- EXERCISE REQUIREMENTS
1. Answer these questions from the storm article:
(a) Who welcomed last week's precipitation?
(b) What height did the Humboldt Bay Buoy reach, and for what period?
(c) Where was California's all-time low-pressure record set, and at what reading?
2. Recast the paragraph of the storm article that begins "People might be surprised" as a short bulleted list that keeps its main facts.
3. Resume the storm article, picking up after its final sentence.

- EXTRACT

_ _ _ _

Wet weather will continue
NORTH COUNTY — According to local meteorologist John Lindsey, more wet weather is on the way with a low pressure system making its way toward San Luis Obispo County over the next two weeks.
Last week’s storm kicked off the holiday season with the first rain in months. The precipitation was welcomed by firefighters, farmers and ranchers. According to Lindsey, meteorologists were expecting a dryer winter as they looked at the lack of precipitation through October and most of December.
“This is wonderful news for the ranchers, this will really set the winter ryegrasses a growing and really reduces the fire danger, so this is really, really good news,” said Lindsey. He went on to say that the November rainfall is very beneficial for grazing lands because it starts the germination of the grasses to help produce in the winter months.
The storm brought swells for surfers and Lindsey noted that the Humboldt Bay Buoy reached 37 feet for a 15-second period.
“This is one of the highest wave events recorded at this location. These waves are generated by hurricane-force winds from a 972 millibar storm off Oregon,” said Lindsey.
People might be surprised to learn that the storm broke a record. The storm produced an all-time low-pressure record for California at 973 millibars at Crescent City. Millibars are a unit of air pressure. Lindsey said in layman’s term that the lower the pressure, the stronger the intensity of the storm. In comparison, hurricanes can register 925 millibars for the most intense storms.

_ _ _ _

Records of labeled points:
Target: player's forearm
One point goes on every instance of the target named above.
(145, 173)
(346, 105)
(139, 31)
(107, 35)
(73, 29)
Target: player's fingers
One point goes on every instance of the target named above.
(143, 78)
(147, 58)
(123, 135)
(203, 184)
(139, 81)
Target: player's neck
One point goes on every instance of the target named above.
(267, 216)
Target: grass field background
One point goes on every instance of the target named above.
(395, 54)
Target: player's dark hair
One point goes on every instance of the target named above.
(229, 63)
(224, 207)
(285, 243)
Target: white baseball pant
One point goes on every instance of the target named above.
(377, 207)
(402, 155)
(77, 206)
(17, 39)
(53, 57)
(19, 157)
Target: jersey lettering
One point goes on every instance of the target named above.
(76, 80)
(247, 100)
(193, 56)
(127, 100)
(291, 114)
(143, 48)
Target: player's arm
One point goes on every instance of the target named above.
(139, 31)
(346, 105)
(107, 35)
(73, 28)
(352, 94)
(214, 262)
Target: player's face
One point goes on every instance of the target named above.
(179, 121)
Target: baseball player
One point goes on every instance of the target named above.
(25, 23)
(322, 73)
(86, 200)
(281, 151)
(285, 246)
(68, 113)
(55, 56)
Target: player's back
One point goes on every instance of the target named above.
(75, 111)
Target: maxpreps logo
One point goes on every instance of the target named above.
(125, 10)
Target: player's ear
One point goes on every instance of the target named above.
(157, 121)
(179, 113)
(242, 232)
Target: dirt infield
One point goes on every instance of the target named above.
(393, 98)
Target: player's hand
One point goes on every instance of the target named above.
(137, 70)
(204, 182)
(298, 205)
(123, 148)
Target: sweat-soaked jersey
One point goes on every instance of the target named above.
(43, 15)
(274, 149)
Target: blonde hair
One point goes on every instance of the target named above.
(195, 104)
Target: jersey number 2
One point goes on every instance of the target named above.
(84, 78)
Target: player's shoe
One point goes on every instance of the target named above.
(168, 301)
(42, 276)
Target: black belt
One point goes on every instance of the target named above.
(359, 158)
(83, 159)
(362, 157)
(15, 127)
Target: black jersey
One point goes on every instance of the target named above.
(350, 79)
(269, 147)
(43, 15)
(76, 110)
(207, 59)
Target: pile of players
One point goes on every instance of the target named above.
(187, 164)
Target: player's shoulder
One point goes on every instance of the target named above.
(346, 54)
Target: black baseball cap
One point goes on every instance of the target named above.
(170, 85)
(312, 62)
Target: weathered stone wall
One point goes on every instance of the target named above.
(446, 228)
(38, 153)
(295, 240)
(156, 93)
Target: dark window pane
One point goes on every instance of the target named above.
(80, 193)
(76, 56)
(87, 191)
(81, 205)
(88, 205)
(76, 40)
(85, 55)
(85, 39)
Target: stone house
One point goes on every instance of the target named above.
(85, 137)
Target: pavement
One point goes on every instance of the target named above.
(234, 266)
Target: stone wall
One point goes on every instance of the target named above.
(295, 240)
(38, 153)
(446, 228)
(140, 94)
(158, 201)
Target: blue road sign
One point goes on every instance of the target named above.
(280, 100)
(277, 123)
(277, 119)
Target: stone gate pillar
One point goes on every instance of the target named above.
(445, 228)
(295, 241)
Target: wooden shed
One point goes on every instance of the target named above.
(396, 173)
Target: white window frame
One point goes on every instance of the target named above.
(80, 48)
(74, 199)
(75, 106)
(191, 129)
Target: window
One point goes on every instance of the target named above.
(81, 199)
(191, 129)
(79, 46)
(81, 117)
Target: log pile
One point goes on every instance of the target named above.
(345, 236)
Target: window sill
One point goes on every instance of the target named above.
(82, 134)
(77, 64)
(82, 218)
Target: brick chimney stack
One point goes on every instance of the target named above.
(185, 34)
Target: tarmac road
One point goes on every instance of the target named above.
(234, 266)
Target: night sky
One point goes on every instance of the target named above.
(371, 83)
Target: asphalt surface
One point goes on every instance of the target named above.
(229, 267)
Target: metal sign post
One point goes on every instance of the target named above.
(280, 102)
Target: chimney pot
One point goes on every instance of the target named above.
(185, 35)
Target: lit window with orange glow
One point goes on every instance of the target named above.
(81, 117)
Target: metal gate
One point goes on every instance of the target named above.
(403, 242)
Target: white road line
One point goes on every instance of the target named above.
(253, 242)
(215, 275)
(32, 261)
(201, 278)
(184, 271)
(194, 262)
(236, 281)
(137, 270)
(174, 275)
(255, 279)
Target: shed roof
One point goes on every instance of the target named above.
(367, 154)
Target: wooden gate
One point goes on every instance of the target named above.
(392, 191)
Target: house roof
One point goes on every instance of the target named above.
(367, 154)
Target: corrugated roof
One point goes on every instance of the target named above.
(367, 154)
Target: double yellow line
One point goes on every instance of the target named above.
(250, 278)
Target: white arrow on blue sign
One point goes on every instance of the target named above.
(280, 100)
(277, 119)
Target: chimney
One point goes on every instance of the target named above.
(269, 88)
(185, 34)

_ _ _ _

- WRITTEN RESPONSES
1.
(a) Firefighters, farmers and ranchers.
(b) 37 feet for a 15-second period.
(c) At Crescent City, at 973 millibars.

2.
- The storm broke a record.
- It set an all-time low-pressure record for California: 973 millibars at Crescent City.
- Millibars are a unit of air pressure.
- According to Lindsey, lower pressure means a more intense storm.
- For comparison, the most intense hurricanes can register 925 millibars.

3.
“The lower the atmospheric pressure at sea level, usually the more intense the storm is because nature never likes anything out of balance, so what transpires is that you have an area of low pressure and an area of high pressure and the winds are rushing in to fill in the vacuum of that area of low pressure,” Lindsey explained.
Lindsey said that “a very strong and robust jetstream” was driving the low-pressure system. With the eastern Pacific high-pressure system moving closer to the international date line it’s open season on California for storms.
“We’ll continue to see a wet weather pattern over the next couple of weeks,” Lindsey said. “The California storm door is wide open.”
Weather stats came rolling in on Monday morning showing a rough average of 2 inches of rain since Tuesday, Nov. 26 — 2.25 inches in Santa Margarita, 1.97 in Atascadero, 2.31 in Paso Robles and 2.05 in Creston. Rain is expected to continue through the week with a short break on Thursday.
“Another atmospheric river event is then expected to unfold on Friday into Saturday, with another round of moderate gale-force to fresh gale-force (32 to 46 mph) southerly winds and moderate to heavy rain. Long-range models show dry weather next week,” according to Monday’s weather report.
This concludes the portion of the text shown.